→ **Excerpted text**:

** start **

Python web scraping tutorial

Web scraping is the process of automatically extracting data from websites, and Python has been the go-to language for data extraction for years. It boasts a large community of developers and a wide range of web scraping tools to help scrapers extract almost any data from any website.

Here, we'll explore some of the best libraries and frameworks available for web scraping in Python and provide code examples for using them in different web scraping scenarios.

Preparing Python coding environment for web scraping

Before diving into web scraping with Python, we need to make sure our development environment is ready. To set up your machine for web scraping, you need to install Python, choose an Integrated Development Environment (IDE), and understand the basics of how to install the Python libraries necessary for efficiently extracting data from the web.

Installing Python

Download Python: Visit the official Python website and download the latest version for your operating system.

Install Python: Run the installer and follow all the prompts until Python is properly installed on your computer.

IDE for Python

Once you have Python installed, you’ll need a place to write Python code. Basically, you'll need an IDE.

An Integrated Development Environment (IDE) provides tools to write, test, and debug your code. Some popular IDEs for Python development are:

PyCharm: Offers a robust environment specifically for Python development. Might be the ideal IDE for Python-exclusive developers.
Visual Studio Code (VS Code): A lightweight, versatile IDE that supports Python through extensions. However, VS Code doesn’t come equipped to run Python out of the box. To enable that, you'll need to follow a few extra steps described in the VS Code documentation.
Jupyter Notebook: This notebook is ideal for data analysis and exploratory work with Python. It requires minimum setup and allows you to run your code directly on the web.

Ultimately, the IDE choice comes down to preference. All of the options above are well-equipped to run Python code and will work fine for our web scraping purposes. So, go ahead and choose an IDE that suits your preferences.

How to install Python libraries

In essence, Python libraries are collections of pre-packed functions and methods that allow you to perform many actions without writing everything from scratch. Libraries are an integral part of software development. The most commonly used way to install Python libraries is by using pip, Python's package-management system.

Installing a library with pip is very simple:

Open your command line or terminal.
Use the pip install command followed by the library name. For example, to install the requests library, you would type pip install requests.

Easy, right? Now that you have the necessary basic knowledge let’s understand the Python libraries that make the language such a powerful and popular choice for web scraping.

Python web scraping tutorial

To start web scraping in Python, you’ll need two key tools: an HTTP client like HTTPX to request web pages, and an HTML parser like BeautifulSoup to help you extract and understand the data.

In this section, we will go over step by step of the scraping process and explain the technologies involved in each one. By the end of it, you will know how to use BeautifulSoup with HTTPX to pull the title, rank, and URL from all the articles on the first page of Hacker News.

** end **

→ **Rows**:
** start **

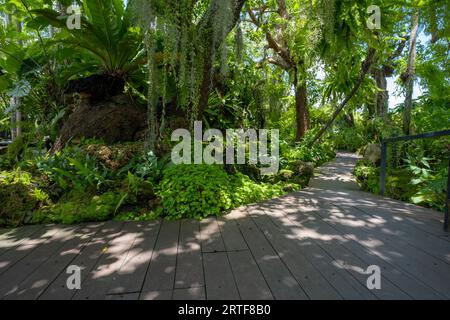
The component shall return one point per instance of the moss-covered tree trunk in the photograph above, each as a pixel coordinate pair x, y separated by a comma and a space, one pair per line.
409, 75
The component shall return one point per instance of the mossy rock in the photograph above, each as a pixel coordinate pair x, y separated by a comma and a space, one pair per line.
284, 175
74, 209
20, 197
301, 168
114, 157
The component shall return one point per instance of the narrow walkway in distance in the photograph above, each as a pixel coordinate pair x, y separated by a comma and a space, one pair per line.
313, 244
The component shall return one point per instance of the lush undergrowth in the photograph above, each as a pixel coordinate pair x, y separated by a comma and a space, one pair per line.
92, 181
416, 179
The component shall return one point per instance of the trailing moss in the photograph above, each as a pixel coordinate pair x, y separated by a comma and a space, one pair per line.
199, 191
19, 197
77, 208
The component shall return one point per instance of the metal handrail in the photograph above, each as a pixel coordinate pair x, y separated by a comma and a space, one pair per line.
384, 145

** end **
** start **

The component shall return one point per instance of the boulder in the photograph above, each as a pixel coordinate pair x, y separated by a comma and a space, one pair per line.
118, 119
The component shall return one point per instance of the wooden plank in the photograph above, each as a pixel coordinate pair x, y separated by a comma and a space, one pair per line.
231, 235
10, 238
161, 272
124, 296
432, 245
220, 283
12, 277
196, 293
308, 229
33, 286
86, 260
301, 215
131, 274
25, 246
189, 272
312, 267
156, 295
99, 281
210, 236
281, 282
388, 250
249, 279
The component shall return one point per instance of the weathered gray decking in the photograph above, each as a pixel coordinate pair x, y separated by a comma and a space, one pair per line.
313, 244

** end **
** start **

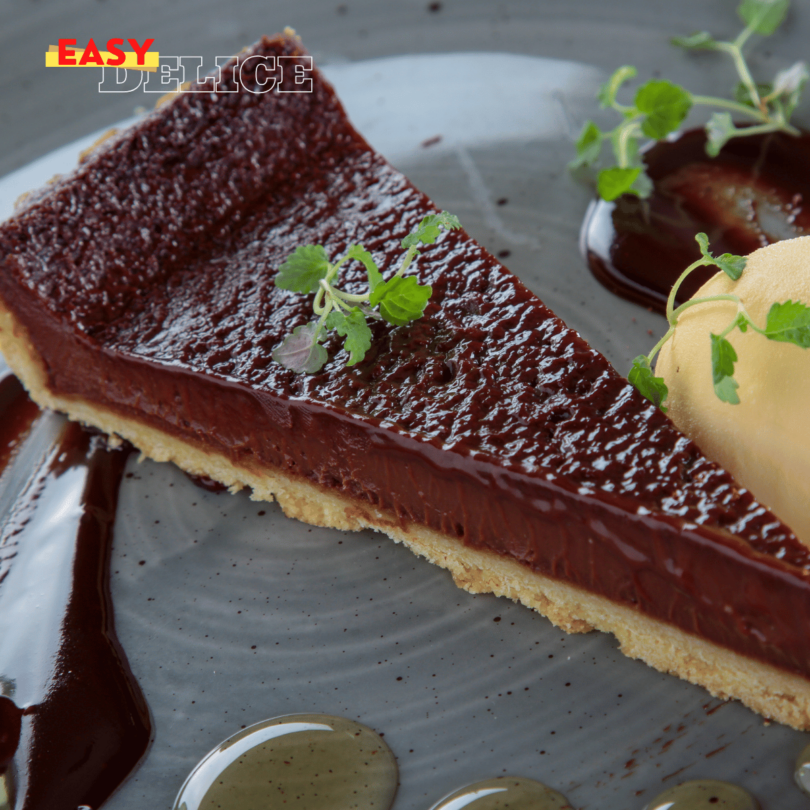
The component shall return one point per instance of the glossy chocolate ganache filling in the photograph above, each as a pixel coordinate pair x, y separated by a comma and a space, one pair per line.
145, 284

** end **

→ **What is asked**:
(1) Reproduce word for word the stretch of the scraping tutorial from "An Integrated Development Environment (IDE) provides" through "VS Code documentation.".
(2) List every line in the entries that contains the string "decking".
The scraping tutorial and the entries are unrelated to each other.

→ **Final answers**:
(1)
An Integrated Development Environment (IDE) provides tools to write, test, and debug your code. Some popular IDEs for Python development are:

PyCharm: Offers a robust environment specifically for Python development. Might be the ideal IDE for Python-exclusive developers.
Visual Studio Code (VS Code): A lightweight, versatile IDE that supports Python through extensions. However, VS Code doesn’t come equipped to run Python out of the box. To enable that, you'll need to follow a few extra steps described in the VS Code documentation.

(2)
The component shall return one point per instance of the weathered gray decking in the photograph above, each as a pixel coordinate pair x, y separated by a comma and a space, one pair per line.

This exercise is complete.